Wetland in Zuoying, Kaohsiung, Taiwan

The Banping Lake Wetland Park (半屏湖濕地公園 (半屏湖湿地公园, Bànpínghú Shīdì Gōngyuán, Panp'inghu Shihti Kungyüan)) is a constructed wetland in Zuoying District, Kaohsiung, Taiwan.

==History==
The area around the park used to be a geological limestone mountain called Mount Banping. It used to be an important source of Taiwan's limestone ore needs. In 1997, the mining activities ceased to operate after 30 years of activity and the mining area began to recover to its original condition. Several years later, the Kaohsiung City Government carried out a conservation plan to protect the soil and water for the abandoned mine area. After years of restorative afforestation and rehabilitation, the mountain slowly regained its original beauty.

——

§ Work order
Extend the Banping Lake Wetland Park text past its last sentence. None of the rows are needed for this.

§ Listed entries
——

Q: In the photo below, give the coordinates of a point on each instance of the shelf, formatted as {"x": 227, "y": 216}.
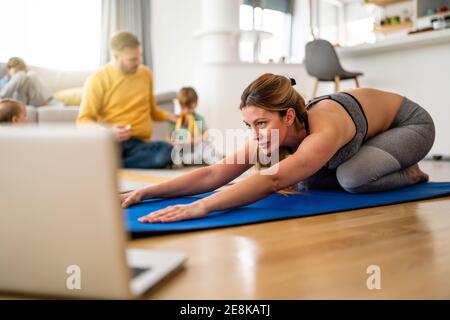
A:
{"x": 385, "y": 2}
{"x": 394, "y": 27}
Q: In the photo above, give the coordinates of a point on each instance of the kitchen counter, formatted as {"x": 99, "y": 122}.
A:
{"x": 397, "y": 43}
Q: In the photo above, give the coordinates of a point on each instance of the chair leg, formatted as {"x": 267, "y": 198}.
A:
{"x": 316, "y": 86}
{"x": 337, "y": 83}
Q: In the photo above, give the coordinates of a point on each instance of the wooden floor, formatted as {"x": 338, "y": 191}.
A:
{"x": 320, "y": 257}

——

§ Answer for this exercise
In 2004, the Kaohsiung Association of Hydraulic Engineers was commissioned by the Kaohsiung City government to assess the feasibility of converting the grit chamber area at the southern base of Banping Mountain, owned by Chien Tai Cement Company, into a wetland park. The result of the evaluation was positive. In 2005, the city government developed a nature park at the foot of Banping Mountain's northwestern side. At the southern base of the mountain, they also constructed five flood-detention grit chambers. Artificial wetlands were also created to serve as both grit-removal systems and flood-detention basins.

==Geology==
The park spans over an area of 13 hectares. It features viewing platforms and bird-watching huts.

==Transportation==
The wetland is accessible within walking distance north of Xinzuoying Station.